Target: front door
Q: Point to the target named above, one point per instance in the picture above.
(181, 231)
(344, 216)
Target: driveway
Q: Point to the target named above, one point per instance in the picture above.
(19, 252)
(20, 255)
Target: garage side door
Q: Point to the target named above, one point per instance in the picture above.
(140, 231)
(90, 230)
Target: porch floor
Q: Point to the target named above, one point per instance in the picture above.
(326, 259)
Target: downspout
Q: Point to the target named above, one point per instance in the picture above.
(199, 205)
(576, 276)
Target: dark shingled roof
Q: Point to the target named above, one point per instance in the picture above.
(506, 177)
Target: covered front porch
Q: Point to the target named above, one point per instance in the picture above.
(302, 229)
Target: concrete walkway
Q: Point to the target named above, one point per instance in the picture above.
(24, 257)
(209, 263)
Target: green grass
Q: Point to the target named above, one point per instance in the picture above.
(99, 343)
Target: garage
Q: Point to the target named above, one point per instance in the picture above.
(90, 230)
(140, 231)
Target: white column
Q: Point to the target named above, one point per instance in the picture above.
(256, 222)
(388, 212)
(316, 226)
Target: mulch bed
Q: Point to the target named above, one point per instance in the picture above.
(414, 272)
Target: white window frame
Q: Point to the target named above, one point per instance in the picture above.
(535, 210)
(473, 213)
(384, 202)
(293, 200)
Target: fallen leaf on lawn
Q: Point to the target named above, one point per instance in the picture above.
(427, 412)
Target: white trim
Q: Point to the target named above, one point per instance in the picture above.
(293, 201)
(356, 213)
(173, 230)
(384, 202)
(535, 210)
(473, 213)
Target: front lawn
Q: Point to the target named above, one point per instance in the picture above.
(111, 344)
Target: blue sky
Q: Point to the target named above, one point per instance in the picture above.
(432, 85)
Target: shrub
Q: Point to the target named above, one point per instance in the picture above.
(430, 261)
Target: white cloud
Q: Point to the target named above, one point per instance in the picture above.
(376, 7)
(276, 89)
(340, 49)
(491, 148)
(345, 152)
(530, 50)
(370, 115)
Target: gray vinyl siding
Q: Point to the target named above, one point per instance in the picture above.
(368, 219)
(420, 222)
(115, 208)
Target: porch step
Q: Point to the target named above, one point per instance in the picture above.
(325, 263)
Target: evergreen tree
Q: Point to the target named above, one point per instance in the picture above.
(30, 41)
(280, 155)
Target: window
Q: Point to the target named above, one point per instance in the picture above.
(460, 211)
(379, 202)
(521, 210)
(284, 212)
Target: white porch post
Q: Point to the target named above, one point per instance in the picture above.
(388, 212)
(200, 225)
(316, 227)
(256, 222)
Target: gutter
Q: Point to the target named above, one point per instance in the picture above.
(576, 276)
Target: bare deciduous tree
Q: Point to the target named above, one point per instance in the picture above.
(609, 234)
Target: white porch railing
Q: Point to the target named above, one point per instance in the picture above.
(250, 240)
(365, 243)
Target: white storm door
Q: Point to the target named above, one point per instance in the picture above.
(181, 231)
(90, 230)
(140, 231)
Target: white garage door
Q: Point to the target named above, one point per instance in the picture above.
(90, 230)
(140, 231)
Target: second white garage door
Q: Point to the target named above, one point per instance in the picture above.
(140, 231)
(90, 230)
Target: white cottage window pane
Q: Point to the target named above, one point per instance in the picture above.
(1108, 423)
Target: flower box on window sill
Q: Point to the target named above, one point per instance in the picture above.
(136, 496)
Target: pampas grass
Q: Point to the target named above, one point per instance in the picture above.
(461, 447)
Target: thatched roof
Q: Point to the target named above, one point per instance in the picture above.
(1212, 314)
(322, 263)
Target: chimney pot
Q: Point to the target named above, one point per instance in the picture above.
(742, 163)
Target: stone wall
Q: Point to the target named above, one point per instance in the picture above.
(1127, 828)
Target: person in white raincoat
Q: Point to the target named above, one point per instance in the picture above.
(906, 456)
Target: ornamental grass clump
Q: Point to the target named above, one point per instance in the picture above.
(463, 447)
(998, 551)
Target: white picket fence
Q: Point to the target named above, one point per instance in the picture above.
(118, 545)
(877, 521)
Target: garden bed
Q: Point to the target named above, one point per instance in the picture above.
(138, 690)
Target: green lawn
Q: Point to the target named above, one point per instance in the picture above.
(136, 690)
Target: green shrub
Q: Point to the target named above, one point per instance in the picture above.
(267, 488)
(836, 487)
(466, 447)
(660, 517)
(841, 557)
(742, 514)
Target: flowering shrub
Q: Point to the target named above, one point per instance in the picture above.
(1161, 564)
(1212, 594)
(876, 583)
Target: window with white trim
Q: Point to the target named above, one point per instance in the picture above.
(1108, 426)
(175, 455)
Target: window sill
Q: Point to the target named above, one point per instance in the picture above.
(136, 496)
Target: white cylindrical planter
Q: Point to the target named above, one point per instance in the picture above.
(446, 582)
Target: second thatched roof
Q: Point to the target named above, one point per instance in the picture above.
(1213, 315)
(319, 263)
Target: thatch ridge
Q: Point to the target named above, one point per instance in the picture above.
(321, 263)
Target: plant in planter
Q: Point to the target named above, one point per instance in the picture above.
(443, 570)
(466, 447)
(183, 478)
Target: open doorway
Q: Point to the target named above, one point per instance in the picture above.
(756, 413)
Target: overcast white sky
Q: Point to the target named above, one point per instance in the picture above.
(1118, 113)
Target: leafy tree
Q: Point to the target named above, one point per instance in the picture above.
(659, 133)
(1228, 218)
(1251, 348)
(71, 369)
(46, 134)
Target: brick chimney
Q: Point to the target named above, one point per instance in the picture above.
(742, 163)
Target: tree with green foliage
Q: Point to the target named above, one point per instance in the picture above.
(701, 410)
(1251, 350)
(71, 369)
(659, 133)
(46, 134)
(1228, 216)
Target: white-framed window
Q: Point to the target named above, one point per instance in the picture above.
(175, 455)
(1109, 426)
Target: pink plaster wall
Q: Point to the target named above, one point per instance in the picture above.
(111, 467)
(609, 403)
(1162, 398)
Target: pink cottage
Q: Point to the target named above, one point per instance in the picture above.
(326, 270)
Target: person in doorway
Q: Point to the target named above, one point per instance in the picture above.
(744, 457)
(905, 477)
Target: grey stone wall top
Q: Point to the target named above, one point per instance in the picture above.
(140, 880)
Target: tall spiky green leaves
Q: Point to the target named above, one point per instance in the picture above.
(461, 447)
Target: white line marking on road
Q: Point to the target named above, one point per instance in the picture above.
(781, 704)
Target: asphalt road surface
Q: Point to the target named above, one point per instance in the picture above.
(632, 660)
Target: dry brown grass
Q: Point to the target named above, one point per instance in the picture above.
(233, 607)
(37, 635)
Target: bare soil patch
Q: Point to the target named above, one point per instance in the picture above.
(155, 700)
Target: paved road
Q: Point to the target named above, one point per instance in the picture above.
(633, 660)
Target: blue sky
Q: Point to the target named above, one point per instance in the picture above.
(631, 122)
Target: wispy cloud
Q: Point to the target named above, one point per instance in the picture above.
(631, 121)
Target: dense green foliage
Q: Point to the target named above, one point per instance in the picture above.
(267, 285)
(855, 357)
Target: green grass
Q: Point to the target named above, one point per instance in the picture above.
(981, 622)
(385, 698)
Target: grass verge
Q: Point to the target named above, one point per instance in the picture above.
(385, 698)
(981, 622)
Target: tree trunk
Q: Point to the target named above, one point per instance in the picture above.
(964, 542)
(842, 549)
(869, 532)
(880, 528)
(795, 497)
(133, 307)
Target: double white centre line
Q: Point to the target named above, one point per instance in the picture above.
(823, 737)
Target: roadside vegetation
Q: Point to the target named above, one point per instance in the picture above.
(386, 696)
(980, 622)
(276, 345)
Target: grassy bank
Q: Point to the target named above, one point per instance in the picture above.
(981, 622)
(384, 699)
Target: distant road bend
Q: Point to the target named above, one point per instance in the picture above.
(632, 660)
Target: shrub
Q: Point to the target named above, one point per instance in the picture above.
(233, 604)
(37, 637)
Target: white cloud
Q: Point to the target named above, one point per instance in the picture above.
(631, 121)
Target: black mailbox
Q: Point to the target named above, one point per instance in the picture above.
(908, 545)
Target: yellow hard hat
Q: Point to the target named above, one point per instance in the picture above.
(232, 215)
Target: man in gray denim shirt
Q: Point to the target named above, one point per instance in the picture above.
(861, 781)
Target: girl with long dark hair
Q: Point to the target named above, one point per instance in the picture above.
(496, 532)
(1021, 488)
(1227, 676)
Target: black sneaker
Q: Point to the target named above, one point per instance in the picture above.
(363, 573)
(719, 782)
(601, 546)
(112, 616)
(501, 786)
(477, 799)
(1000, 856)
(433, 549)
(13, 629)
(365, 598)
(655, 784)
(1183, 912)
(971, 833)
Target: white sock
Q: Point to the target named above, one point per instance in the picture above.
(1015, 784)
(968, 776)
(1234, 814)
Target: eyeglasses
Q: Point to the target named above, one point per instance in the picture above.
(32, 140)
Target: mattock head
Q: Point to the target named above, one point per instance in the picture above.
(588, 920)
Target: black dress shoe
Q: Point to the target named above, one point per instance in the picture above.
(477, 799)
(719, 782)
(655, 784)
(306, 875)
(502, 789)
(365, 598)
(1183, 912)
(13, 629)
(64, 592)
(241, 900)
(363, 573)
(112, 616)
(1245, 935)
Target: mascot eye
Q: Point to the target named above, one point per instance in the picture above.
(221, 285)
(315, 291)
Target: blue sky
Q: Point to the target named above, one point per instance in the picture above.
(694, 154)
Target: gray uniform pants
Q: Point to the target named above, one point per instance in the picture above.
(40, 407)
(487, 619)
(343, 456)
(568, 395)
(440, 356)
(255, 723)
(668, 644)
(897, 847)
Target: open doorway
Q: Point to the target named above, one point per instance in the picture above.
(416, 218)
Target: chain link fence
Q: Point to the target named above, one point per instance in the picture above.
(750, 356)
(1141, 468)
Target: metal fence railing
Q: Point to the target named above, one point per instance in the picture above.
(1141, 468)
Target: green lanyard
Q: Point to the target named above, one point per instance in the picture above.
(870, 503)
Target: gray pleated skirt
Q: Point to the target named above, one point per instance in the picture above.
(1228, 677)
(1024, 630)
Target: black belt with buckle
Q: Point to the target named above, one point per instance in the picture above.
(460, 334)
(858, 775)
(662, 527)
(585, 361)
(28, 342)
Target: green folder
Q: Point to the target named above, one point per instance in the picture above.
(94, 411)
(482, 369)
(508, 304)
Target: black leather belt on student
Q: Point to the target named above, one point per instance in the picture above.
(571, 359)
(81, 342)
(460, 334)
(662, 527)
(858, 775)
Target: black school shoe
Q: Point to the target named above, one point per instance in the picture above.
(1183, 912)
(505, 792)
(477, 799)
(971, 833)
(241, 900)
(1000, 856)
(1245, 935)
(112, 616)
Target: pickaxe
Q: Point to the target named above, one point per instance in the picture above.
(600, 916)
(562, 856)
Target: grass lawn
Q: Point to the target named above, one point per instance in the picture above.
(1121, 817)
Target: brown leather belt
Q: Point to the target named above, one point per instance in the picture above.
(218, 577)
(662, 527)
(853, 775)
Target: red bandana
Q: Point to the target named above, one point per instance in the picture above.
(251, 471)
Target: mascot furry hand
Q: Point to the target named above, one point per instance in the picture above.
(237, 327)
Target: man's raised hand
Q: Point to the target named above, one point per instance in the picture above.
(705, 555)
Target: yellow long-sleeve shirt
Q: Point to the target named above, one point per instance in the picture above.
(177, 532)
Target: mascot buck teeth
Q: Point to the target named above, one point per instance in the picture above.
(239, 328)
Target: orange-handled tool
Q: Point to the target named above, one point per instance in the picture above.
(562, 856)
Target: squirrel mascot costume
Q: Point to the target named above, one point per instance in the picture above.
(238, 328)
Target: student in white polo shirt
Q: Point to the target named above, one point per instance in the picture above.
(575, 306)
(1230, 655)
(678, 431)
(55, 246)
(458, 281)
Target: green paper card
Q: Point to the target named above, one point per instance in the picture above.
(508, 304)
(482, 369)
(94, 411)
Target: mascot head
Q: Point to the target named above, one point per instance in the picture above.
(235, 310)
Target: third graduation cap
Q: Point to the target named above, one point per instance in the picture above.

▬▬▬

• [Problem to work on]
Express the rows from the line containing "Target: pickaxe" through the end of the rows, both included, as a JSON list of strings with one string per line and blank lines omitted.

• [Right answer]
[
  "Target: pickaxe",
  "Q: Point to the target named above, one point per instance in the picture above.",
  "(600, 916)",
  "(562, 856)",
  "Target: grass lawn",
  "Q: Point to the target named above, one point per instance in the picture above.",
  "(1121, 817)",
  "Target: brown leather belt",
  "Q: Point to the target named above, one point per instance in the picture above.",
  "(218, 577)",
  "(662, 527)",
  "(853, 775)",
  "Target: red bandana",
  "Q: Point to the target named above, one point per instance in the picture above.",
  "(251, 471)",
  "Target: mascot furry hand",
  "Q: Point to the target named above, one point per instance in the picture above.",
  "(237, 327)",
  "Target: man's raised hand",
  "Q: Point to the target named above, one point per instance in the picture above.",
  "(705, 555)",
  "Target: yellow long-sleeve shirt",
  "Q: Point to the target named above, one point per instance in the picture above.",
  "(177, 532)",
  "Target: mascot buck teeth",
  "Q: Point to the target named above, one point per instance in the picture above.",
  "(239, 328)",
  "Target: orange-handled tool",
  "Q: Point to the target named above, one point per instance in the picture above.",
  "(562, 856)",
  "Target: squirrel mascot costume",
  "Q: Point to the target named above, one point per instance in the picture above.",
  "(238, 328)",
  "Target: student in white polo shirt",
  "Q: Point to the target named above, one point per instance in the picture above.",
  "(575, 306)",
  "(1230, 655)",
  "(678, 431)",
  "(55, 246)",
  "(458, 281)",
  "Target: green paper card",
  "Q: Point to the target named above, one point per instance in the picture above.",
  "(508, 304)",
  "(482, 369)",
  "(94, 411)",
  "Target: mascot head",
  "Q: Point to the target named above, one point per instance in the picture above.",
  "(235, 310)",
  "Target: third graduation cap",
  "Q: Point to the target named above, one point per instance in the picture above."
]